:: EXTRACTED MATERIAL ::

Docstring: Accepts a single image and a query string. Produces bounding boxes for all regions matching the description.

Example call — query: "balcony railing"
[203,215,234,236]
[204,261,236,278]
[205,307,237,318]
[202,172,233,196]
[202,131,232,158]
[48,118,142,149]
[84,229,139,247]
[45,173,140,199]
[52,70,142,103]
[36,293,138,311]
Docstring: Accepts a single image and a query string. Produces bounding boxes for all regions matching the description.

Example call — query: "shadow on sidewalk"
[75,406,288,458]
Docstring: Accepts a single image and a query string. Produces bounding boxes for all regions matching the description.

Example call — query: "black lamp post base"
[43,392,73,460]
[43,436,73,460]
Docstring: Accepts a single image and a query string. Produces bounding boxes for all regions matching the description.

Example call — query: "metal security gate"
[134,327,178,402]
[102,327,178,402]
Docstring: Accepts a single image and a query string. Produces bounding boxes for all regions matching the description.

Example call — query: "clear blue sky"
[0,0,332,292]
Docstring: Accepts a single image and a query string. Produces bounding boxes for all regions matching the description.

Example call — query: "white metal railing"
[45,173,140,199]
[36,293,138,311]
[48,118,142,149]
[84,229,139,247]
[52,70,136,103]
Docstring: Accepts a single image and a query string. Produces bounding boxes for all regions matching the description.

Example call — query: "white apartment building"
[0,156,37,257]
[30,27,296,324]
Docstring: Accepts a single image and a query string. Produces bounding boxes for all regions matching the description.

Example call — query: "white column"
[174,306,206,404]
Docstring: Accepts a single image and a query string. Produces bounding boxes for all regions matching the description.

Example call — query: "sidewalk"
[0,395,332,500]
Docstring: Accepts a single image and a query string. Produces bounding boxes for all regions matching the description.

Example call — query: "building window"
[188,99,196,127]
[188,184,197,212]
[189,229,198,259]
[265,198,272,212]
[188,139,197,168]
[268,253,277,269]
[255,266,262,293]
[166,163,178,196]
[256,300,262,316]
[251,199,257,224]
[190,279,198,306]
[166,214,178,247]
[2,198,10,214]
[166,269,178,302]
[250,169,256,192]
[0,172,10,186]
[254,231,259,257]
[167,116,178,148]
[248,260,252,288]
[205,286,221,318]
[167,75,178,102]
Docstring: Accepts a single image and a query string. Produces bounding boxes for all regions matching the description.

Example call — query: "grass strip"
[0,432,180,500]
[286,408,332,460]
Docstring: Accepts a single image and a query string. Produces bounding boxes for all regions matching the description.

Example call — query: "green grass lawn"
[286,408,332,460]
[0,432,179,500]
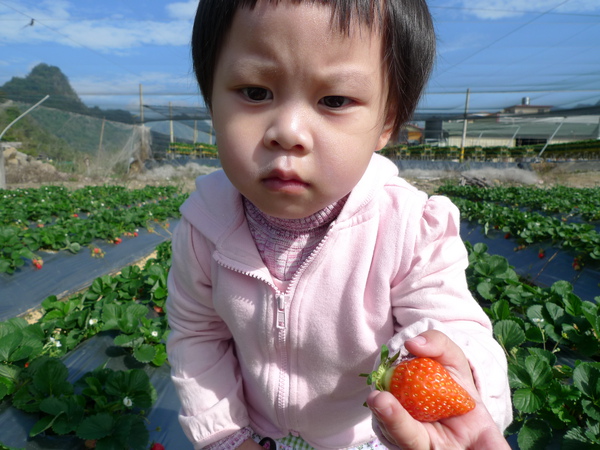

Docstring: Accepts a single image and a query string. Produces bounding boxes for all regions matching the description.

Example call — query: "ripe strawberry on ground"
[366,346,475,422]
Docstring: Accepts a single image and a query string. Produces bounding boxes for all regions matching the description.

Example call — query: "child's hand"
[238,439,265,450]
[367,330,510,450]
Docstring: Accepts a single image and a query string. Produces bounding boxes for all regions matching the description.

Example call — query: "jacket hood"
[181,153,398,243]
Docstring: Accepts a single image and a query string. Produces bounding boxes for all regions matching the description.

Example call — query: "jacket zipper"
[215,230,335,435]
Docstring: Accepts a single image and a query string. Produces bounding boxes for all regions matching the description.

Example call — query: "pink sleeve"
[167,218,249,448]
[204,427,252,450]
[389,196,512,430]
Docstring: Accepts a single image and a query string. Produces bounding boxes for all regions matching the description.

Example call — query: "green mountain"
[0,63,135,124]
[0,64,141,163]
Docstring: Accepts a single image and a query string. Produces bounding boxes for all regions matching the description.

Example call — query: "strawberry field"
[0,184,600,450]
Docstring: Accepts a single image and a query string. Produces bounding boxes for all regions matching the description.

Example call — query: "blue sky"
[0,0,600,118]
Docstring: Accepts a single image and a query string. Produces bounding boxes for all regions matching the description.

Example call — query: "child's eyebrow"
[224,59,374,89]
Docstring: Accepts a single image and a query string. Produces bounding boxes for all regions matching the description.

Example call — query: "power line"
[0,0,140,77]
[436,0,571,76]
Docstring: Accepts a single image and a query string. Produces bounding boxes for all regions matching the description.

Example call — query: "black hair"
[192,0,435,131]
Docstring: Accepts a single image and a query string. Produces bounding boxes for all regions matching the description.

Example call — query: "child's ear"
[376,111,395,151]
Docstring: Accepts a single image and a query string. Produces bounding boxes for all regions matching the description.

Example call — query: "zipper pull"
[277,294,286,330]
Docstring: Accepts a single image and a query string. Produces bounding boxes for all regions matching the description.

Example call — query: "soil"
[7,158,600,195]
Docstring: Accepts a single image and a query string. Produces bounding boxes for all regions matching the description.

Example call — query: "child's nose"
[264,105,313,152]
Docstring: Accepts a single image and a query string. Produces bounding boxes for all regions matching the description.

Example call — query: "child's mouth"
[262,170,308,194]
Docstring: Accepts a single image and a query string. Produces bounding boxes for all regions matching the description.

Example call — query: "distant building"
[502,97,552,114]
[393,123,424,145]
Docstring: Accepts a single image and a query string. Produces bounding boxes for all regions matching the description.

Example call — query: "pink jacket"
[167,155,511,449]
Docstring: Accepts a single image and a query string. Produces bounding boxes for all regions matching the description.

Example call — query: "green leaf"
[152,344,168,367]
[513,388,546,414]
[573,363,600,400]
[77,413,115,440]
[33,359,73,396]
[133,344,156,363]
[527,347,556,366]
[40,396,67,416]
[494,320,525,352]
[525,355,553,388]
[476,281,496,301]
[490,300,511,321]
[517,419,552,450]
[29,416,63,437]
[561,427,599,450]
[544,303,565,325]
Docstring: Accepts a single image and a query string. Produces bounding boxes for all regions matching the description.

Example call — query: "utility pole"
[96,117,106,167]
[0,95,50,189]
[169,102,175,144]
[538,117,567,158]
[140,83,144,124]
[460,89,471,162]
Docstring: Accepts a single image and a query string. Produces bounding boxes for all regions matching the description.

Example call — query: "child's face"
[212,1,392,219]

:::
:: EXTRACTED MATERIAL ::

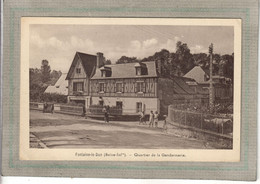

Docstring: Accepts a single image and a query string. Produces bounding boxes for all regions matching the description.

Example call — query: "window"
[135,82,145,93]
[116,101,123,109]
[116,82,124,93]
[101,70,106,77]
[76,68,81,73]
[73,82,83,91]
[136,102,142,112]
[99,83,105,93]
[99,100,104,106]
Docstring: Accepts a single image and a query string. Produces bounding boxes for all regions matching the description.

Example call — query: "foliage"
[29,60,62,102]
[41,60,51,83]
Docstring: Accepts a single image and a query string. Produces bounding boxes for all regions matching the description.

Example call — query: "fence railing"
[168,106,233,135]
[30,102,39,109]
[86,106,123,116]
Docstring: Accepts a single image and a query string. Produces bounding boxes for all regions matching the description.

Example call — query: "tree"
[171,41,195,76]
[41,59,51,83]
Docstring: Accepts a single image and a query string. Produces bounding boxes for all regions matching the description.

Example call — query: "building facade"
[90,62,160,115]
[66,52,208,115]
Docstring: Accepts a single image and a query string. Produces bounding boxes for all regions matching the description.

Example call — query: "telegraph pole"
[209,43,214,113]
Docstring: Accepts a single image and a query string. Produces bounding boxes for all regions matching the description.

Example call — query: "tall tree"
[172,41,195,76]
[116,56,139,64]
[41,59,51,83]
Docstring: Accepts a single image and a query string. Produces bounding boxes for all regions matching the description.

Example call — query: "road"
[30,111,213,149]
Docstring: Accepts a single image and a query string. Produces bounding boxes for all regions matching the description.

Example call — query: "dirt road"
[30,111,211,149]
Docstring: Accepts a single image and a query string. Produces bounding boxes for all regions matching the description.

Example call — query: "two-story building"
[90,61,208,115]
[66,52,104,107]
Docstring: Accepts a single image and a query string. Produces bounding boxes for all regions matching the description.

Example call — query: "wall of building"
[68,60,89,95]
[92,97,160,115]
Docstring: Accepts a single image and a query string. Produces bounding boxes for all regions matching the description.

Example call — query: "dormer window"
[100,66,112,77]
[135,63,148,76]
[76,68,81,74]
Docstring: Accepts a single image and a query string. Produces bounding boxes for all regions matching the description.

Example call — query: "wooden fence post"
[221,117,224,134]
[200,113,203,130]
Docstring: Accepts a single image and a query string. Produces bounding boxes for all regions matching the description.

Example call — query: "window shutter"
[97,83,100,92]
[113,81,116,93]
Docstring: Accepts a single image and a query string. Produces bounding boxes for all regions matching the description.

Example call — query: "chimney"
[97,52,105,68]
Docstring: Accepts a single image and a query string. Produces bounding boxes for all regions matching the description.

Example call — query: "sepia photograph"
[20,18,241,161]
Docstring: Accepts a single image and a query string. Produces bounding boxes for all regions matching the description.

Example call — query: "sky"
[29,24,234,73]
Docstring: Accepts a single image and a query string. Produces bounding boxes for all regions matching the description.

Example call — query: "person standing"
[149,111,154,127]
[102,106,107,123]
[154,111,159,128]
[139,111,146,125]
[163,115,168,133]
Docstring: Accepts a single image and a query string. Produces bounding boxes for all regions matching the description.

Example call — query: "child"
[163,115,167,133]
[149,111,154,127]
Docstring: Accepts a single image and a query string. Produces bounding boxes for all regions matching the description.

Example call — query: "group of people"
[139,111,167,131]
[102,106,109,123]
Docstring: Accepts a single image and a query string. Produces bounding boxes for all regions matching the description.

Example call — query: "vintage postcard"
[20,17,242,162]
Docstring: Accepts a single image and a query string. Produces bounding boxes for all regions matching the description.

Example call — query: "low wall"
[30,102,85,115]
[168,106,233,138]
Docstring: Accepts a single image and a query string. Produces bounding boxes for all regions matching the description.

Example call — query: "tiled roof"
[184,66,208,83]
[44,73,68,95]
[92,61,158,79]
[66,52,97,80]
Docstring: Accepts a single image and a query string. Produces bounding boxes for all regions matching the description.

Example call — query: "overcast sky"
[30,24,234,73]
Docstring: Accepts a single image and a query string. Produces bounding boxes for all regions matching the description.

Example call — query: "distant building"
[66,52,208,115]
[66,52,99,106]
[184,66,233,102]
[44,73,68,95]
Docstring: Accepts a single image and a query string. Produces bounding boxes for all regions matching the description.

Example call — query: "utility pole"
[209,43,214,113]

:::
:: EXTRACTED MATERIAL ::

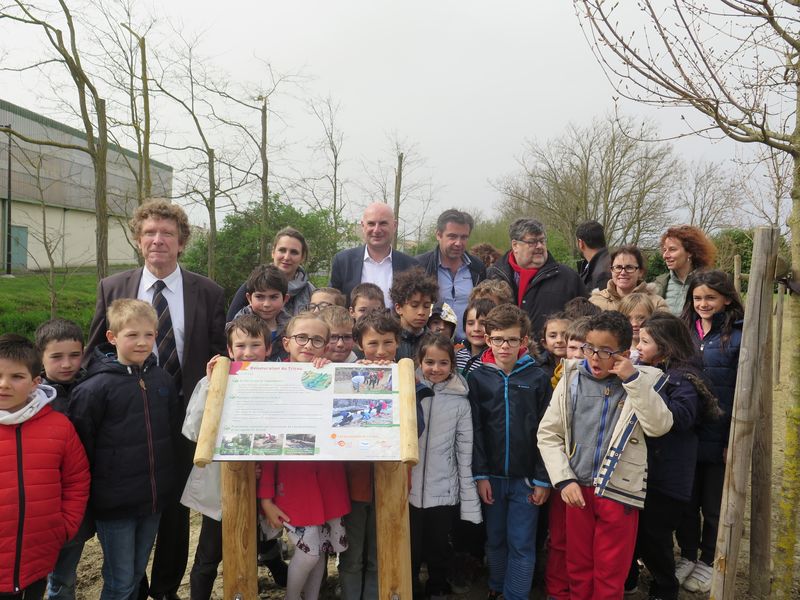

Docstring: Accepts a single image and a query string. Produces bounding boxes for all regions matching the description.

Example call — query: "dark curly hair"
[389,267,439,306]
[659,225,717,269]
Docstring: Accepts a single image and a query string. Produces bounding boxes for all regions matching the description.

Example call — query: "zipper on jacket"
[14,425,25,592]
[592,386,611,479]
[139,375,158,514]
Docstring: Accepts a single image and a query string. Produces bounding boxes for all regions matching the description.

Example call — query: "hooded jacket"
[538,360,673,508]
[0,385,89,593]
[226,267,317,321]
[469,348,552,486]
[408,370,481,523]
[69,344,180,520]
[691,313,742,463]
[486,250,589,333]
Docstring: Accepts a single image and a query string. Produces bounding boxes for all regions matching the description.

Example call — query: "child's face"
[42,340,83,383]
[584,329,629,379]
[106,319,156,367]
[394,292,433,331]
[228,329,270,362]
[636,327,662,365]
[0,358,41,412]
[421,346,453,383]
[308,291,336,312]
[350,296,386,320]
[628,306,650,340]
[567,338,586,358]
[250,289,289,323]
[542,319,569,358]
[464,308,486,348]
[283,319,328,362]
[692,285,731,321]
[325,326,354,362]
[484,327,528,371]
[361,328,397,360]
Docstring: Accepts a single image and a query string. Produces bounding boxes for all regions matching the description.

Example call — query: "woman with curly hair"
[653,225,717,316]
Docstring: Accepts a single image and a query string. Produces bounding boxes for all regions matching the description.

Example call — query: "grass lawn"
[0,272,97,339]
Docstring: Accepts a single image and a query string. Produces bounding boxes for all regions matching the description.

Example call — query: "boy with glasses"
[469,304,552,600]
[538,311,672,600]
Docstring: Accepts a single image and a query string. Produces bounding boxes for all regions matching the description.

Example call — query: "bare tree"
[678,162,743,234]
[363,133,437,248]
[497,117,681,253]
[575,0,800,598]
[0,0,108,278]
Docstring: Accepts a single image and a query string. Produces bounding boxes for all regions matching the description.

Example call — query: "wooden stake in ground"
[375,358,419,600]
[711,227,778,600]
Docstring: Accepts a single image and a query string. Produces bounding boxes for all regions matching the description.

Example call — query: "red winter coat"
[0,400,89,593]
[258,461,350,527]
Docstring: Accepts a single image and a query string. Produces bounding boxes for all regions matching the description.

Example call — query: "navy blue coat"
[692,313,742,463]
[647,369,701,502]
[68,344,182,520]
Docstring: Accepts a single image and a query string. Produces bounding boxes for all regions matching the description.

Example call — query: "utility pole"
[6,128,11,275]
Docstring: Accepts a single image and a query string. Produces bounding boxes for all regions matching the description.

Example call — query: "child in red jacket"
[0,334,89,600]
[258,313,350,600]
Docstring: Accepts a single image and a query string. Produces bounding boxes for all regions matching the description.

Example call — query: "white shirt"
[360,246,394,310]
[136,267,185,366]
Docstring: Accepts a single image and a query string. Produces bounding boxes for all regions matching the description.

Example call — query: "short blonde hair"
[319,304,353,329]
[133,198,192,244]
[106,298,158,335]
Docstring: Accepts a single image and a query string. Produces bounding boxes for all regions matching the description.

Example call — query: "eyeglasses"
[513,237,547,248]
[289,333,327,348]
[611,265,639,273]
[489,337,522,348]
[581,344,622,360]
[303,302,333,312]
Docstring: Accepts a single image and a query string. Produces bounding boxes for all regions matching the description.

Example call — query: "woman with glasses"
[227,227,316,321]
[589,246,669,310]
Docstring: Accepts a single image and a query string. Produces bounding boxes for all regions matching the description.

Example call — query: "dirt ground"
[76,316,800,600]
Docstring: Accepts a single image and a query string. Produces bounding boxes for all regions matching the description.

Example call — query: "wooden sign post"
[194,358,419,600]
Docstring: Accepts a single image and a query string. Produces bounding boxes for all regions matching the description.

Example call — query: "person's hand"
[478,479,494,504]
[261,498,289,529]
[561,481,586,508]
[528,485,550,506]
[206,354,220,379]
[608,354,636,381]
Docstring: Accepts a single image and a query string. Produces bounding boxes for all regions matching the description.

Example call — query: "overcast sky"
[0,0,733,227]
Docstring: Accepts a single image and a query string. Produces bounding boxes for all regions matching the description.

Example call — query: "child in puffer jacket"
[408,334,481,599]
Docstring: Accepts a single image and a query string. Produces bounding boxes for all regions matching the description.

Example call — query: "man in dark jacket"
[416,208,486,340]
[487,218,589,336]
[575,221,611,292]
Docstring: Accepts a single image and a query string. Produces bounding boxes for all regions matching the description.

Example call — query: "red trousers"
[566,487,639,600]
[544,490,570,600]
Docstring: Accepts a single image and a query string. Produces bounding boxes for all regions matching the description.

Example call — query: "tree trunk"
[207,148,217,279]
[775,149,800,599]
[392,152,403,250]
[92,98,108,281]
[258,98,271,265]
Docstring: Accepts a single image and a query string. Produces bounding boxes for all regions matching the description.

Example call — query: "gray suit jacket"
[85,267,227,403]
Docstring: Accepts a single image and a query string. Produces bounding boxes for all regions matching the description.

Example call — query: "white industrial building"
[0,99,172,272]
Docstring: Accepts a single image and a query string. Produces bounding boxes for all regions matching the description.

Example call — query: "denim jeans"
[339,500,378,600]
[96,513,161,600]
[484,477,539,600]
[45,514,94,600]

:::

> _WHAT YOU SHOULD DO_: Pick out and copy each line in the records that contains the word "hair". Case counts.

> _CORRECT OUTPUT_:
Example call — query: "black hair"
Example call — query: "dark curly hair"
Example call — query: "woman with curly hair"
Example call — query: "short blonde hair"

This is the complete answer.